- _DOCUMENT EXTRACT_
□ □ □

Ms Wren and me enjoying the delights of Da Silvios in Bologna

Wondrous Ms Wren and me enjoying the tasty delights of Da Silvios in Bologna, Italy, September 2013. What a great culinary experience that was…highly recommended if you ever go to beautiful Bologna.


Touches of sophistication: the early dining-out days

Here are a few reminiscences on several establishments from the past; those readers who have enjoyed dining out in Brisbane, then and subsequently, might hopefully also recall and share their own experiences in a blog commentary. The first central European restaurant was probably the Old Vienna (1966);  the French restaurant Chez Tessa opened a bit later on Wickham Terrace – a smart establishment, closing down sadly in 1972 after quite an ‘a la carte’  flourish for a few years. La Grange was another notable French place in the Seventies.  At least Chez Tessa represented a down-to-earth break from the elevated eating style of restaurants such as the nearby one at the Tower Mill Hotel/Motel, where the revolving movement and the view were much more outstanding than the food. There does seem to be a widespread inverse correlation between altitude  and quality – the higher you go, the less impressive the eating experience.

□ □ □

- _TASKS TO PERFORM_
1. From the restaurant passage, print everything from "Wondrous Ms Wren" down to "to beautiful Bologna.".
2. Answer these questions about the restaurant passage:
(a) In which month and year did Ms Wren and the writer dine at Da Silvios in Bologna?
(b) On which street did the French restaurant Chez Tessa open?
(c) In what year did Chez Tessa close?
Rely only on the restaurant passage for your answers.

Records from a data collection
□ □ □

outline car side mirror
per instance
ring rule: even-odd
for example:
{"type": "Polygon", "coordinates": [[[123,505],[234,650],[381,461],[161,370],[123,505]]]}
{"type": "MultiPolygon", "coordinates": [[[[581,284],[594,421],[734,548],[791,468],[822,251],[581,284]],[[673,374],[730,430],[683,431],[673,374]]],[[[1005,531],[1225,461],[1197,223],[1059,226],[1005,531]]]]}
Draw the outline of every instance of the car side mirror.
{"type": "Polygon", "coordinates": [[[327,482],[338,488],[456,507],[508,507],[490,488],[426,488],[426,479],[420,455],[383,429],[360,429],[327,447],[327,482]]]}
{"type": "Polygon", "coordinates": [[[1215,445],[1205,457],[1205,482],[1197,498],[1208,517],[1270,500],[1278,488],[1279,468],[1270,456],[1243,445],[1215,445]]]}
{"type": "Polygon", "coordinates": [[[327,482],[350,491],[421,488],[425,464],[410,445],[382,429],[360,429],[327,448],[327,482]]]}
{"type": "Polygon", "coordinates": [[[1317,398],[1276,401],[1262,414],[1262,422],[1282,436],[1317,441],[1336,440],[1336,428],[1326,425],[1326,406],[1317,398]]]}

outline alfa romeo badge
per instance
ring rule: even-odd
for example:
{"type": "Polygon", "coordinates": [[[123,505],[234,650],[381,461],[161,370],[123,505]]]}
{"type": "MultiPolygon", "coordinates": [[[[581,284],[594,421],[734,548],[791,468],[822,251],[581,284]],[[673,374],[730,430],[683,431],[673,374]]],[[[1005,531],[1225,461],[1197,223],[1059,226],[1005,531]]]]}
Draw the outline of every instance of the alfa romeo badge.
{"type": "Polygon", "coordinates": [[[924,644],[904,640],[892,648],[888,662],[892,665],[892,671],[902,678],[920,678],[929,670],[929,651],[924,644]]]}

□ □ □

- _TASK-BY-TASK OUTPUTS_
1.
Wondrous Ms Wren and me enjoying the tasty delights of Da Silvios in Bologna, Italy, September 2013. What a great culinary experience that was…highly recommended if you ever go to beautiful Bologna.

2.
(a) September 2013
(b) Wickham Terrace
(c) 1972